=== Data for the task ===

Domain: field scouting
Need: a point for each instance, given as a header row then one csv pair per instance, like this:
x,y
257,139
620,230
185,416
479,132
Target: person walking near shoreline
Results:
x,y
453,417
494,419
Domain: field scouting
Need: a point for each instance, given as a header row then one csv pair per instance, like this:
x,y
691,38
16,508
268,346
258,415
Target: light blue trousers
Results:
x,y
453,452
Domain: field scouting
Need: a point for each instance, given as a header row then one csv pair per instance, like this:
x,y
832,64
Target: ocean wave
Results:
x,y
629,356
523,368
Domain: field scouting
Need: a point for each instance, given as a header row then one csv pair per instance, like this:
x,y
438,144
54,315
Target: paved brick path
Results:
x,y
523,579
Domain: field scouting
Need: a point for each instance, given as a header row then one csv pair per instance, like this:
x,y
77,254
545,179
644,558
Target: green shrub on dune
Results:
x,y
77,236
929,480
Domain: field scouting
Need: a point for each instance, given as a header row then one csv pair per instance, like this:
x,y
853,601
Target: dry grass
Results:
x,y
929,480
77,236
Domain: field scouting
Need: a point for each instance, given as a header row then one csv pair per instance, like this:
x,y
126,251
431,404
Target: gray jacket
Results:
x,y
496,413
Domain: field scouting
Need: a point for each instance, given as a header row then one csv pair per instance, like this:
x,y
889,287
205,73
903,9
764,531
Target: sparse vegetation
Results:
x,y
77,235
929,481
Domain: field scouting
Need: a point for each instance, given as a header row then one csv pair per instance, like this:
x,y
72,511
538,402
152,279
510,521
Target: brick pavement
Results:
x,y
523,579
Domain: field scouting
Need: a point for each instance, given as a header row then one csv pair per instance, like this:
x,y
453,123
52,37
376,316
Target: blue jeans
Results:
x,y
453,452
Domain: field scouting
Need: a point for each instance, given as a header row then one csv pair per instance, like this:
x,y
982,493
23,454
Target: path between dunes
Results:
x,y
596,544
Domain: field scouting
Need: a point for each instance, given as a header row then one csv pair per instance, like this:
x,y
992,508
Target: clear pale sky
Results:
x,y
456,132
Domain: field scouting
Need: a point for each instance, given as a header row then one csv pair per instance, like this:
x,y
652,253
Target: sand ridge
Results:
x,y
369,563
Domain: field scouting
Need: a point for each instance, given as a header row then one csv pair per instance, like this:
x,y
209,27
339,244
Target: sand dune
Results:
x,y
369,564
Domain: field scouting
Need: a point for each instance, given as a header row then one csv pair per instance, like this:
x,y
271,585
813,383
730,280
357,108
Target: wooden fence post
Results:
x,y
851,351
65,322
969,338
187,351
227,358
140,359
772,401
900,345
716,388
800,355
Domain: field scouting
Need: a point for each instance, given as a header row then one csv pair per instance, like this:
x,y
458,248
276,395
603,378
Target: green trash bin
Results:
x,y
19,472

===

Count the lines in the records that contain the string "path". Reply with the number only.

2